Text section –
Drawing the line on doctors’ responsibility for patients

The NSW Supreme Court decision to overturn damages awarded to an obese man whose doctor failed to refer him for specialist care to help him lose weight has been widely welcomed by medical and legal experts.

The appeal is a win for patient autonomy and will hopefully avoid a rise in doctors practising defensive medicine: ordering more tests, referrals and follow-ups for fear of litigation.

The case

In December 2012, a trial judge found that Dr Emmanuel Varipatis was negligent in his treatment of Luis Almario because he had failed to refer Almario for obesity treatment.

Varipatis provided Almario with medical care between August 1997 and February 2011. Almario was severely overweight during this time and developed a fatty liver, followed by cirrhosis (liver disease) and then cancer of the liver.

Almario claimed the liver cancer could have been prevented had Varipatis referred him either to an obesity clinic or for bariatric surgery. The trial judge found Varipatis negligent for this failure and awarded Almario $364,372.

The judgement has been overturned on appeal, on grounds including evidence that, in 1998, GPs would not have referred patients such as Almario to a bariatric surgeon, and that referral to an obesity clinic would have been declined by Almario, or would not have altered his clinical course.

A matter of ethics

The decision highlights some of the ethical limits on doctors’ duty of care. How far should GPs go in trying to persuade, cajole, manipulate or coerce patients into exercising more, stopping smoking, drinking less alcohol or losing weight?

Beneficence, or the duty to act in patients’ best interest, is the moral foundation of duty of care. Beneficence requires doctors to protect and promote patients’ health interests – to provide information about diagnoses and treatment options, and to encourage decisions that promote good health.

But it can’t be an open-ended duty. Doctors are not morally obliged to ensure patients follow their advice; they cannot follow patients to the supermarket or bottle shop to monitor their purchases, or insist they go to the gym or walk the dog. To do so would be unacceptably paternalistic and completely impractical.

Treating adults as unable to make or implement decisions implies that doctors have all the right answers and the role of patients is just to follow orders. One of medical ethics’ major contributions to clinical practice is mandating the right of patients to make their own decisions.

It doesn’t matter if a decision is foolish or will harm health. Respect for patient autonomy demands that adequately informed, competent patients be free to make their own health-care decisions.

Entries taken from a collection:
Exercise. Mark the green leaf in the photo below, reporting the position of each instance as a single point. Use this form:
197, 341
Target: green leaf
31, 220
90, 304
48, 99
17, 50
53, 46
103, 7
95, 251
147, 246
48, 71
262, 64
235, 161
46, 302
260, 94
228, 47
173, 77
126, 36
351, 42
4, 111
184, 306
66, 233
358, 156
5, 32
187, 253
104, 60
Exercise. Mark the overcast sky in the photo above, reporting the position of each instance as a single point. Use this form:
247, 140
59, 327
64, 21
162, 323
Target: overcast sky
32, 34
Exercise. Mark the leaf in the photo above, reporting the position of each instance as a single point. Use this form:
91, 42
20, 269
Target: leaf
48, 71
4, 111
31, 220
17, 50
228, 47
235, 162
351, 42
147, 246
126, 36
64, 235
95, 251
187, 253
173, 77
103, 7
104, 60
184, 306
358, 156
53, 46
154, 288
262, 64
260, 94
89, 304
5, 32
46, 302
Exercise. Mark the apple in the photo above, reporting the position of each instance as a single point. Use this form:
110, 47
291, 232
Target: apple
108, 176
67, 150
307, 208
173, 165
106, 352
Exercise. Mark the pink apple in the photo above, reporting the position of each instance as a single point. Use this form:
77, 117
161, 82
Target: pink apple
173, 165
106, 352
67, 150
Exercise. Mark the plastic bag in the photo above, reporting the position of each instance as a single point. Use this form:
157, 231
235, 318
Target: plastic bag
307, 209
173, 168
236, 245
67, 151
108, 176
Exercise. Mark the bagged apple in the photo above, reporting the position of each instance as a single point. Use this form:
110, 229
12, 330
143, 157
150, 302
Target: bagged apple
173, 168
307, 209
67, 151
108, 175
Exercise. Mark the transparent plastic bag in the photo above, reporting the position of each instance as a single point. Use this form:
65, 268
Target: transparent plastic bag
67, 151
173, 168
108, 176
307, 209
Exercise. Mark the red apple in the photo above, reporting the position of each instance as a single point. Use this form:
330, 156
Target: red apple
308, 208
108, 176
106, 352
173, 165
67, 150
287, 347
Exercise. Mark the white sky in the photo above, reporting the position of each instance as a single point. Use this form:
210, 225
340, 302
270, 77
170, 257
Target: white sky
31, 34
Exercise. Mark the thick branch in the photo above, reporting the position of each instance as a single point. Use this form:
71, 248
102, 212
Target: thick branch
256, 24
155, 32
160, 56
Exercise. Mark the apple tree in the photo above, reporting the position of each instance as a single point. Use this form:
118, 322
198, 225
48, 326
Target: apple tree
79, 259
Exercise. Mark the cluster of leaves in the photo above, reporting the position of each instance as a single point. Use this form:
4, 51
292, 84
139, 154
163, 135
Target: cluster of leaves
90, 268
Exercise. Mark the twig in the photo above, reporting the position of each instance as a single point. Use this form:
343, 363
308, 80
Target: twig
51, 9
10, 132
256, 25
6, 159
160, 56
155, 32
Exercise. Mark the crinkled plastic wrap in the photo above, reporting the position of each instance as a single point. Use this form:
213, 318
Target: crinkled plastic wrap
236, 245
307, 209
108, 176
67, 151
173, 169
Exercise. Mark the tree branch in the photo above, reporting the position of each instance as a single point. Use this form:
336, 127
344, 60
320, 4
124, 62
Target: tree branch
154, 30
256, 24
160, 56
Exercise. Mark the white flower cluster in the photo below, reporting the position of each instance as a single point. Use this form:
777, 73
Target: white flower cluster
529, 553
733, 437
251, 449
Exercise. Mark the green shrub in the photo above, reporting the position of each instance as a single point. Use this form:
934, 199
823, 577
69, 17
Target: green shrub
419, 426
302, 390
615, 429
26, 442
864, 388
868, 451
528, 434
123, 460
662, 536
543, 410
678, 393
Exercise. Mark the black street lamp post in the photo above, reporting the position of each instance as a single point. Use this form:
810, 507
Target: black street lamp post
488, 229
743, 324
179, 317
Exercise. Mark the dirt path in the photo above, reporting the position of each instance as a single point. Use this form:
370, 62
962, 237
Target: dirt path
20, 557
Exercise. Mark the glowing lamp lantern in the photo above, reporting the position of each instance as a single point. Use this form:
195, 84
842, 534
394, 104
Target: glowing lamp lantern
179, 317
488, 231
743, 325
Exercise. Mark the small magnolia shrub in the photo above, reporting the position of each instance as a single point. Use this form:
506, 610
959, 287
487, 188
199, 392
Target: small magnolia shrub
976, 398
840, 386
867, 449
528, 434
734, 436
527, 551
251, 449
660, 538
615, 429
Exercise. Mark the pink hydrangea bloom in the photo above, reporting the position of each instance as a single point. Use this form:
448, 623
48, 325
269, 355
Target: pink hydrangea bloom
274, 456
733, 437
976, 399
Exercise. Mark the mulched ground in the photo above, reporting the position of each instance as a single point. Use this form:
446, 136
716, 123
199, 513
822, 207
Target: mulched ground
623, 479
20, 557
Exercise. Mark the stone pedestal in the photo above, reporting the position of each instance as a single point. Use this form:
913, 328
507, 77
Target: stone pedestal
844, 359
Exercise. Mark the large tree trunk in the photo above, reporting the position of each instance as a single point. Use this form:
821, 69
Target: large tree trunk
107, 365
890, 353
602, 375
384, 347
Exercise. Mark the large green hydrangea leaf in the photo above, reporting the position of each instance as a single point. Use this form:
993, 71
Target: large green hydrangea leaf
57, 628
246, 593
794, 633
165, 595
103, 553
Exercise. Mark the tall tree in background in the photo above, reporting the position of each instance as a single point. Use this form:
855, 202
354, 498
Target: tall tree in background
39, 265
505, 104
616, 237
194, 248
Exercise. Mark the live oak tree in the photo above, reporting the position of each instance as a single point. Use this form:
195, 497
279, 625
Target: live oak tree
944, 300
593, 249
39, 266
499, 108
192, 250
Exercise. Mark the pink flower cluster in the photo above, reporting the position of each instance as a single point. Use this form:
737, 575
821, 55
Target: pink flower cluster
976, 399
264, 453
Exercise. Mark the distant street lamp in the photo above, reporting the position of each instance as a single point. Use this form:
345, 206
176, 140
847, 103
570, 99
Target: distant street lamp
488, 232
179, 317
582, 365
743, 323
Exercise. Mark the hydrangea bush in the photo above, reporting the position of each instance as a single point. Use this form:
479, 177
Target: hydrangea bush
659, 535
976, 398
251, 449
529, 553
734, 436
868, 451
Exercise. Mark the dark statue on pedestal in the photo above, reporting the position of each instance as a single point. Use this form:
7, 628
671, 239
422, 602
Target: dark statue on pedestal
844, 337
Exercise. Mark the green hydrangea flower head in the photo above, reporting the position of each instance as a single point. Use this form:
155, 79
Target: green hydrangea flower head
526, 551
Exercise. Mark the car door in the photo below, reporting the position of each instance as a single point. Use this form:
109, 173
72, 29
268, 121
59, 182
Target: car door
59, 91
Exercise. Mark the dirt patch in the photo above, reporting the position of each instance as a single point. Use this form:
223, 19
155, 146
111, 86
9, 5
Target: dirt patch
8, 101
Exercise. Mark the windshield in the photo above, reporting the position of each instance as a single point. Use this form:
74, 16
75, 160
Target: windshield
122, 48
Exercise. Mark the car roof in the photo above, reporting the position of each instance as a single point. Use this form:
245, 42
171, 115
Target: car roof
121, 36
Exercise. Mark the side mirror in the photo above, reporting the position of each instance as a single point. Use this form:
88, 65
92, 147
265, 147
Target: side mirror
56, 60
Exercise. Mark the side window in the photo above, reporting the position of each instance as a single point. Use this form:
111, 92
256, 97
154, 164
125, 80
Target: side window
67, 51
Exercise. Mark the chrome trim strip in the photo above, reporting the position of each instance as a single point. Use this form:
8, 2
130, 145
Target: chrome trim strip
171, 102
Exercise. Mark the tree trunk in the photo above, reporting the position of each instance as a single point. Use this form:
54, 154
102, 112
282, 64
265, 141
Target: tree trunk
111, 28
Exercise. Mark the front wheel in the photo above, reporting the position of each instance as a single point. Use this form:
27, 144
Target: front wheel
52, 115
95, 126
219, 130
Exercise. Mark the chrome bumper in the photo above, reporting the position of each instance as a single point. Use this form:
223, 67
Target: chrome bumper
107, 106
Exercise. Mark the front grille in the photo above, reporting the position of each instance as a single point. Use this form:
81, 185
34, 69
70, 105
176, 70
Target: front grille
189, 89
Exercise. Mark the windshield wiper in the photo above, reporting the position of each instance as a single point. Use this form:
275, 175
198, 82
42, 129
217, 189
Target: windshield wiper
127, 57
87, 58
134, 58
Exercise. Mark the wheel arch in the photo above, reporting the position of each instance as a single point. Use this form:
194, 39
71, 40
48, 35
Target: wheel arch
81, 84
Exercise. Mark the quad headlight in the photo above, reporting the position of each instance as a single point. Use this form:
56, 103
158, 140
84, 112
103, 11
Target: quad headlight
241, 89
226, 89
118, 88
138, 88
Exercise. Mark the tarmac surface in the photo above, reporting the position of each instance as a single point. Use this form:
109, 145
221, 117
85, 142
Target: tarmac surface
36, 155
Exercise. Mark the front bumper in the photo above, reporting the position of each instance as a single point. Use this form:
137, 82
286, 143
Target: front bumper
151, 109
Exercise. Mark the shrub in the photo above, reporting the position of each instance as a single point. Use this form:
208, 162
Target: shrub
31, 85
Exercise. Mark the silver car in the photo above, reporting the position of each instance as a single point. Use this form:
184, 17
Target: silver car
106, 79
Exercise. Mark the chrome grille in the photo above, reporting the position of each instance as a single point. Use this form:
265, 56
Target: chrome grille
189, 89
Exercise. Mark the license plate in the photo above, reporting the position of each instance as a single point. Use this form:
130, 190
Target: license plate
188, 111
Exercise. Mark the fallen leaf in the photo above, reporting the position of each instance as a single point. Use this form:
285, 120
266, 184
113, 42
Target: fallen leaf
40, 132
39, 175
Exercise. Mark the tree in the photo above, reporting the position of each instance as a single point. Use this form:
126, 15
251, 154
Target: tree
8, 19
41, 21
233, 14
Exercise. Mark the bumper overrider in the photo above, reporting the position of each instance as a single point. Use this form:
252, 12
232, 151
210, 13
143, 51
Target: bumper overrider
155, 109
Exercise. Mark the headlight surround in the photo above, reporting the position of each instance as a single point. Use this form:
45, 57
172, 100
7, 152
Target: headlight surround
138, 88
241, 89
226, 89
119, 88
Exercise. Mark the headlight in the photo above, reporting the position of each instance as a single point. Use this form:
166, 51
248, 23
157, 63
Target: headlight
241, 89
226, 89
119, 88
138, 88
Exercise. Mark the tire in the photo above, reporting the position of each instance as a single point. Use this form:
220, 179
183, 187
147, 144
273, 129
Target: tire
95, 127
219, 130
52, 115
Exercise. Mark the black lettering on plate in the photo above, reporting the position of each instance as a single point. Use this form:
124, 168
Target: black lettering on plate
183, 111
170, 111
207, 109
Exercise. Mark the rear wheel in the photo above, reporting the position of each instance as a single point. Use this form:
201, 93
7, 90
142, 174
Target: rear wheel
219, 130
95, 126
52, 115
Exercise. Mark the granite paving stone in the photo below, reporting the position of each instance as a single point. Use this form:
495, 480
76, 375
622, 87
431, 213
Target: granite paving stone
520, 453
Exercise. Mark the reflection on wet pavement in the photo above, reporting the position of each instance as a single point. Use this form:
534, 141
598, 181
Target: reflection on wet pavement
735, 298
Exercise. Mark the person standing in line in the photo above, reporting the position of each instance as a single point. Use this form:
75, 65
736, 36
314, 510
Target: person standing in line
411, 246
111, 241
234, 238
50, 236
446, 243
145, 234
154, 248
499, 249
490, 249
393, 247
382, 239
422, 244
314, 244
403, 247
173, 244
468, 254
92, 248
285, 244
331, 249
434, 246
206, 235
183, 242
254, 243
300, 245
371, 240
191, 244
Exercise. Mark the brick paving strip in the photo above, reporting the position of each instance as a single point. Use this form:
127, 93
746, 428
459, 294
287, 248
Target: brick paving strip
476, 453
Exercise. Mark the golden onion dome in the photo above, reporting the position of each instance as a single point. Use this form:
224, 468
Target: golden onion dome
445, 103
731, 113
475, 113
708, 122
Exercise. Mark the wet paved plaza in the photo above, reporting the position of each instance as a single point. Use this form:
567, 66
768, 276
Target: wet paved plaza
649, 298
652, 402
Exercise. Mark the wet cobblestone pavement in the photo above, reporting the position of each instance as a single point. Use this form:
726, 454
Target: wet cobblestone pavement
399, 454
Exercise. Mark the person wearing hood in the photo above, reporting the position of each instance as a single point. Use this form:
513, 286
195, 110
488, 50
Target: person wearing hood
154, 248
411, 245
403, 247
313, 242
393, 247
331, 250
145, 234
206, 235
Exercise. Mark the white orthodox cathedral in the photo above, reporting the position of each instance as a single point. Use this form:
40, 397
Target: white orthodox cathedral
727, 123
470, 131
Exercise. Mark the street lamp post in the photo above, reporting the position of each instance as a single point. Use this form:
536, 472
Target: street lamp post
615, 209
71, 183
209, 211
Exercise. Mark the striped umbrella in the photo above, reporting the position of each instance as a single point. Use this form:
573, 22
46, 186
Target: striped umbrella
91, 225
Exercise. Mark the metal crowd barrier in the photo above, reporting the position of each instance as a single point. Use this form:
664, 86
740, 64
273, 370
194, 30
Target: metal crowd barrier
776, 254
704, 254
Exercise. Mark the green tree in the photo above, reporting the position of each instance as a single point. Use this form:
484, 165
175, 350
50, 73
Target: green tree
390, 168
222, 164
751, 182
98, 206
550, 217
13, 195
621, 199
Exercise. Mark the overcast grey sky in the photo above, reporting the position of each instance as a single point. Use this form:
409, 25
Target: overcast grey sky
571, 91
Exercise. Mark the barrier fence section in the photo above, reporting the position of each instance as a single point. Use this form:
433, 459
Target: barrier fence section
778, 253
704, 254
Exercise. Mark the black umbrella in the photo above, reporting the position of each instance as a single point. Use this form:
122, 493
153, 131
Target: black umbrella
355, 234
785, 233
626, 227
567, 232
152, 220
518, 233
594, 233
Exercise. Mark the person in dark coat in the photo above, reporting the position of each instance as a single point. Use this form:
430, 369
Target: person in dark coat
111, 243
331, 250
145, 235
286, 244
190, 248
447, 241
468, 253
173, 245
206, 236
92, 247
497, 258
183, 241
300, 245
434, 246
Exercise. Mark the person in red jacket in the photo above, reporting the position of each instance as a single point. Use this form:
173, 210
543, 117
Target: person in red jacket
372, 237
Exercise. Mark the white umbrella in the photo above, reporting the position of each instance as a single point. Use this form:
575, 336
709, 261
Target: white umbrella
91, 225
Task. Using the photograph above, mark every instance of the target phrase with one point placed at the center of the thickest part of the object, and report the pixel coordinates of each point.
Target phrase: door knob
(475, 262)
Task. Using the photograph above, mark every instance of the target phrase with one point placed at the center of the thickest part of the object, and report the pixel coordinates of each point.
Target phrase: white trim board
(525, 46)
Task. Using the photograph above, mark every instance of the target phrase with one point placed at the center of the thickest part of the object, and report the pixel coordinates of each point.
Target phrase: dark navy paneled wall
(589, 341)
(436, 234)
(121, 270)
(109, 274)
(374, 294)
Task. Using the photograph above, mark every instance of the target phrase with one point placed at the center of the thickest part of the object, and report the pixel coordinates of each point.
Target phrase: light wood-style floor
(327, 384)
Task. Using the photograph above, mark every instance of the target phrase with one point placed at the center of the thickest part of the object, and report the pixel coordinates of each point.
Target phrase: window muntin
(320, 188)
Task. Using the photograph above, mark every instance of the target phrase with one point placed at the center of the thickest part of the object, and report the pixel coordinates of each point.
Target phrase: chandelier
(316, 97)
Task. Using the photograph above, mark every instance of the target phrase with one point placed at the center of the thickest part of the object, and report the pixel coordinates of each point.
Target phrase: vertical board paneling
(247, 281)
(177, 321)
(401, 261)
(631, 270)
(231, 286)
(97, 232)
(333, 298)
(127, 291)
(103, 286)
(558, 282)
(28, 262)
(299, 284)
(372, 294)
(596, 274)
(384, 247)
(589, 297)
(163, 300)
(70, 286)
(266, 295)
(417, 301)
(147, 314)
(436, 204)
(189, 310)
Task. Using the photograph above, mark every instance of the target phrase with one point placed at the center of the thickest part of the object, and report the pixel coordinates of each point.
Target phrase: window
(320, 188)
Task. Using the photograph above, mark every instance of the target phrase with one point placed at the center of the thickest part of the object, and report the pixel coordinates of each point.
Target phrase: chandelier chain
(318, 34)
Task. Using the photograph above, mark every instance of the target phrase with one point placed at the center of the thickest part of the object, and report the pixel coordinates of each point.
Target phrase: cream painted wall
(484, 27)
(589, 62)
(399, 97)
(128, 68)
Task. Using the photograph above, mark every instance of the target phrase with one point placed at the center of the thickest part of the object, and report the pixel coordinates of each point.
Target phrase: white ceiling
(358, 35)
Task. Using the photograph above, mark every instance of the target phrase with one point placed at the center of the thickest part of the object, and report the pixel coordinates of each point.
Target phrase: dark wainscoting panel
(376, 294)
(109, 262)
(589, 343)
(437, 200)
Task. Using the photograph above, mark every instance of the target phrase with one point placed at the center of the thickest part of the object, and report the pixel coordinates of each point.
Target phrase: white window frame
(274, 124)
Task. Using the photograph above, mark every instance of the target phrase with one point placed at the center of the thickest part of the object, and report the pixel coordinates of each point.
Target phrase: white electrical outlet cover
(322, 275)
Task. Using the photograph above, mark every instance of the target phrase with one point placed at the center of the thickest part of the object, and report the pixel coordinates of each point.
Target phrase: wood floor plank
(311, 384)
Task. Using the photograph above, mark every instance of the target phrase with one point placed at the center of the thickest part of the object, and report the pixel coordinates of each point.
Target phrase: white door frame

Tasks to carry out –
(1) List the health behaviors that the article on doctors' responsibility for patients names when it asks how far GPs should go in pushing patients.
(2) In the article on doctors' responsibility for patients, what amount did the trial judge award Almario?

Answers to the exercise –
(1)
- Exercising more
- Stopping smoking
- Drinking less alcohol
- Losing weight

(2) $364,372